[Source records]
▼▼▼
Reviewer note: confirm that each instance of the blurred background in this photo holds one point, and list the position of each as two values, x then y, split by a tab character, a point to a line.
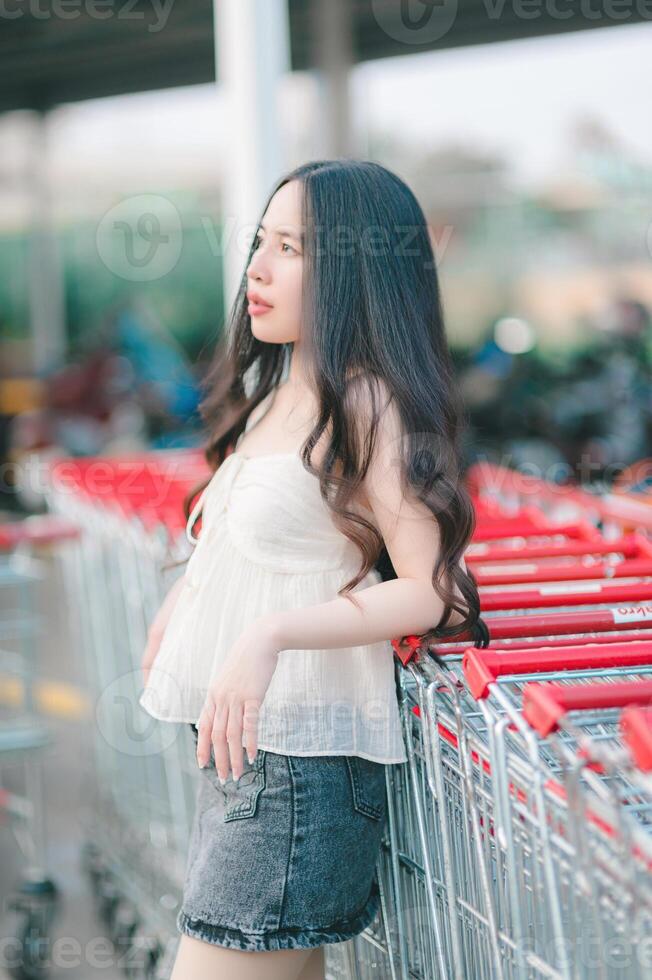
127	173
138	141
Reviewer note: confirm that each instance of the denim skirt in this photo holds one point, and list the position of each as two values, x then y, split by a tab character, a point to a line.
286	858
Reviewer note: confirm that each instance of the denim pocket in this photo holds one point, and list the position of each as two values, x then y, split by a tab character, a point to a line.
368	788
241	797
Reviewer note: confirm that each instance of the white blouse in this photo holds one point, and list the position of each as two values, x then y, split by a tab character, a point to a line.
268	543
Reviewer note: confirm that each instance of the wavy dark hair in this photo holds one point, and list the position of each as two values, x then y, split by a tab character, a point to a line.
371	307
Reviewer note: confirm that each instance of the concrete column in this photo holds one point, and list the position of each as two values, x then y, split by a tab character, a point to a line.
332	55
252	51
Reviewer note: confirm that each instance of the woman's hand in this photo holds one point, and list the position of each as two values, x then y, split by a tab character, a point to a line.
158	625
234	698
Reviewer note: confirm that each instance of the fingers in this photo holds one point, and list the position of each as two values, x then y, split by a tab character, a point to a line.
234	737
250	728
204	730
222	725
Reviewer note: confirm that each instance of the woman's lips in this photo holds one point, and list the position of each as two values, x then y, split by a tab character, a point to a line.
257	309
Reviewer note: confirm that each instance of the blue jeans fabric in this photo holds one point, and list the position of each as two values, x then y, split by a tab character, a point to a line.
286	858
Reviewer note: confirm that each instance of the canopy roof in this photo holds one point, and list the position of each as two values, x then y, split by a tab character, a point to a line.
90	49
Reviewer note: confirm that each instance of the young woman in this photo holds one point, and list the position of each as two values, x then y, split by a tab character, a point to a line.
334	521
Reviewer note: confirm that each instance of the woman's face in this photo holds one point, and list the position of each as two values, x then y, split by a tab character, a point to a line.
276	269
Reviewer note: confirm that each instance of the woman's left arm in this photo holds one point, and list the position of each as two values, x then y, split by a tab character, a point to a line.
407	604
396	608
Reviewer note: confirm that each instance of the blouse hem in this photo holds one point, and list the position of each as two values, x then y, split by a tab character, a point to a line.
267	746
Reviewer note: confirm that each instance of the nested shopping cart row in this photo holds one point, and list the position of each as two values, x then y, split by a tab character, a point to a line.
518	834
536	820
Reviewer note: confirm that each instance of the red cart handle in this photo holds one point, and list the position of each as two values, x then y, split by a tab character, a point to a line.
636	728
544	705
406	647
483	667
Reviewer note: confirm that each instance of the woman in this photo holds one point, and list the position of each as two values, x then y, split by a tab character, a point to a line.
277	640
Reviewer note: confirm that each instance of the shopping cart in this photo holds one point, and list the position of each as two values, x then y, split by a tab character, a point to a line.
24	736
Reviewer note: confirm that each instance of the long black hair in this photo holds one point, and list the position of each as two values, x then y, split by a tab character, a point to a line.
371	309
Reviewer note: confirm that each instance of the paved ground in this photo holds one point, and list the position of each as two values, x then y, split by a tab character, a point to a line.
79	949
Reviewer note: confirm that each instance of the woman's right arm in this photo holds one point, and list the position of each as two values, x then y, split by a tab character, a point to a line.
158	625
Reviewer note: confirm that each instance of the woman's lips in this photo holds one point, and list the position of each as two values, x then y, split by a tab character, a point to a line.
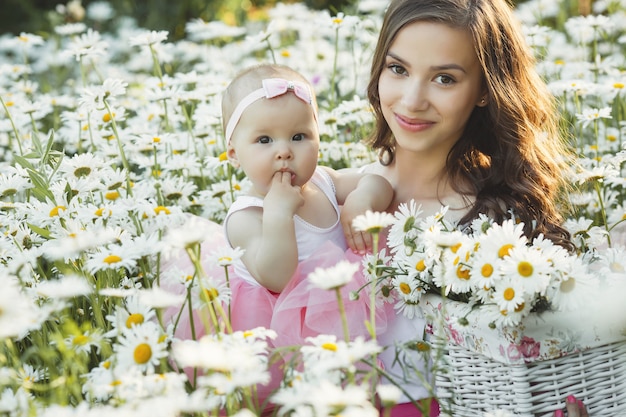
413	125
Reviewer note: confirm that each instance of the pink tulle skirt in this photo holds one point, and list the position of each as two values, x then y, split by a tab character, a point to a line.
302	310
298	312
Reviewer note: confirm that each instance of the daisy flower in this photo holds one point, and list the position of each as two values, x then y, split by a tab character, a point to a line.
613	263
529	267
89	44
575	288
133	313
149	38
590	115
500	239
407	217
141	346
114	257
484	269
409	293
508	294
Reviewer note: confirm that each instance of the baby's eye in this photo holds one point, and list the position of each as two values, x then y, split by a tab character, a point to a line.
397	69
444	79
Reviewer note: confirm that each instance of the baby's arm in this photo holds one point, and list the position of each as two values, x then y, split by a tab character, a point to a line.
359	192
268	235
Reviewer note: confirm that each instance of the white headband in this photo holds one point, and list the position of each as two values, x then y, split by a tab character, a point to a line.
272	87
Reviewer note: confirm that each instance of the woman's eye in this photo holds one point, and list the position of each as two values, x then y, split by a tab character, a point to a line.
397	69
444	79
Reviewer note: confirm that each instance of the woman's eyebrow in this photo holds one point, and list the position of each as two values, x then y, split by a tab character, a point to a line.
444	67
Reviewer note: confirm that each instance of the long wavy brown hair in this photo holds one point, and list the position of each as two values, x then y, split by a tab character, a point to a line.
511	154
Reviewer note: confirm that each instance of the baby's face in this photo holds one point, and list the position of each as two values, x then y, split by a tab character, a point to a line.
278	134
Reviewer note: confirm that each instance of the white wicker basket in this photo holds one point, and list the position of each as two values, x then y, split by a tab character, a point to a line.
480	376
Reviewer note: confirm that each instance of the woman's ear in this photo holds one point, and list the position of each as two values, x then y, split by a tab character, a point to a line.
232	156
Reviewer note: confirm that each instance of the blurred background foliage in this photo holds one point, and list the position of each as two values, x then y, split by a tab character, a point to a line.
40	16
36	16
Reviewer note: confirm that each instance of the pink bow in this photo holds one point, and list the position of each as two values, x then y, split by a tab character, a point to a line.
275	87
272	87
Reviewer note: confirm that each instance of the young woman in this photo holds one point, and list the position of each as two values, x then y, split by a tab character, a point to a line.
462	120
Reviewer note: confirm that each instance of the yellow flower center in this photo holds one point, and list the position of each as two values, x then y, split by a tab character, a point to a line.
161	209
420	265
509	294
112	195
112	259
56	210
525	269
82	171
143	353
504	250
80	340
462	272
134	318
567	286
101	212
329	346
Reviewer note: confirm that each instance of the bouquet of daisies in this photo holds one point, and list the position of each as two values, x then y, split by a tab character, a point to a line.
490	266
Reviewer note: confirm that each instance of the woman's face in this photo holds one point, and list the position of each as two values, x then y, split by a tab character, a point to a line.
430	84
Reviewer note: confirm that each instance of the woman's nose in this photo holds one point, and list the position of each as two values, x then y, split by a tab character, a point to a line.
415	97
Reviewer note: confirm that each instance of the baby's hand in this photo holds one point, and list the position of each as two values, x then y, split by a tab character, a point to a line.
358	241
283	197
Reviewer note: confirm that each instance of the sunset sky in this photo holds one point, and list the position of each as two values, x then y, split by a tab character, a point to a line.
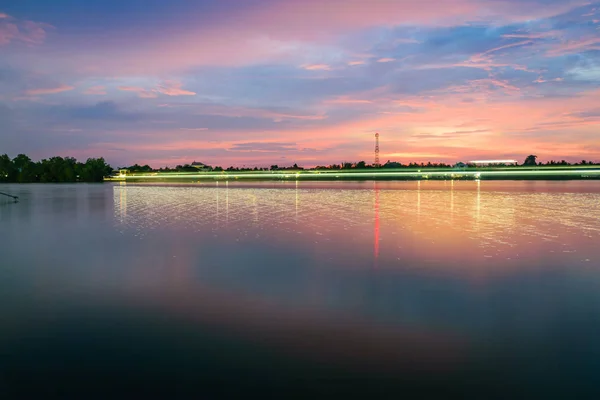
261	82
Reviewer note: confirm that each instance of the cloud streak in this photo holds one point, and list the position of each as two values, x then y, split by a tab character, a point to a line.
49	90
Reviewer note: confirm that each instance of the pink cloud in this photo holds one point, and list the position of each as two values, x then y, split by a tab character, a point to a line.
573	46
168	88
141	92
29	32
317	67
283	31
53	90
95	90
171	88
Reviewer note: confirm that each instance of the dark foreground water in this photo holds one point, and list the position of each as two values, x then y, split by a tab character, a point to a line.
389	289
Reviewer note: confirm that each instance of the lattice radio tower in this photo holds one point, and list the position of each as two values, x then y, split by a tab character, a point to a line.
377	149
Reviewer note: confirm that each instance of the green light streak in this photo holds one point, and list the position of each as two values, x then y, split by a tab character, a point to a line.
332	175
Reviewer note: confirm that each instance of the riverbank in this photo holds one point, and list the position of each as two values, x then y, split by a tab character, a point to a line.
514	173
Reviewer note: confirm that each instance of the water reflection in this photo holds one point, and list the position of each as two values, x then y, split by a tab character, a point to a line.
431	282
446	220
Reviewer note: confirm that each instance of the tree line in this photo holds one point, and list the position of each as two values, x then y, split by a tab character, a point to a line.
22	169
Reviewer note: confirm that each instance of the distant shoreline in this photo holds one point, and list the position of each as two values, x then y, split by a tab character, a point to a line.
515	173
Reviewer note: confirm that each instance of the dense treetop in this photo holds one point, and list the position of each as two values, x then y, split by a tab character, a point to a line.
22	169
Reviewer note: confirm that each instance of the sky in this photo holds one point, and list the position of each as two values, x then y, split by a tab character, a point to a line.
262	82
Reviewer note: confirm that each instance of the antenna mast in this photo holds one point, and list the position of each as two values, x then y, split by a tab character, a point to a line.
377	149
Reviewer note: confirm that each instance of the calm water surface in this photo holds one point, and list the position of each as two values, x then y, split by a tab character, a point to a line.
481	289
▲▲▲
Print exactly the lines from the one containing "Reviewer note: confirm that each instance of the calm" through the last line of the records above, both included.

Task result —
Reviewer note: confirm that each instance of the calm water surface in this photo holds one point, and list the position of each as two values, x then y, split by a tab character, a point to a line.
481	289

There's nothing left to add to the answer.